What you should do » The answer must consist solely of the line that contains "of the purple" and all subsequent lines of the data, each reproduced exactly.

____ Data for this task

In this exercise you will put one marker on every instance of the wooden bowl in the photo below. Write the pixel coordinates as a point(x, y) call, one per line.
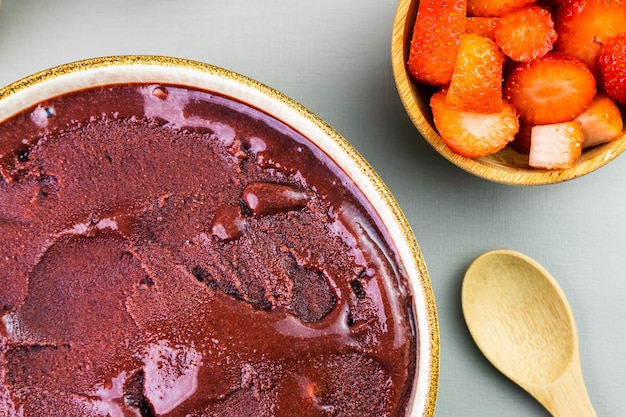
point(506, 166)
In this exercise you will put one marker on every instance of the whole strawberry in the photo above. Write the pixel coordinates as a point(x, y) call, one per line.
point(611, 65)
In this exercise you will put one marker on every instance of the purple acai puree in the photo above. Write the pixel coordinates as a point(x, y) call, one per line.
point(167, 251)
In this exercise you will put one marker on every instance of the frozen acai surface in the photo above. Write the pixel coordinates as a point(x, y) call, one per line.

________

Solution to this exercise »
In this exercise you will put one marker on every instance of the purple acai puree in the photo above. Write the pixel coordinates as a point(x, y) call, one per line.
point(167, 251)
In this exercise you will put one marker on every instance of the frozen acai surface in the photo above. Write the pixel coordinates as a point(x, y) call, one per line.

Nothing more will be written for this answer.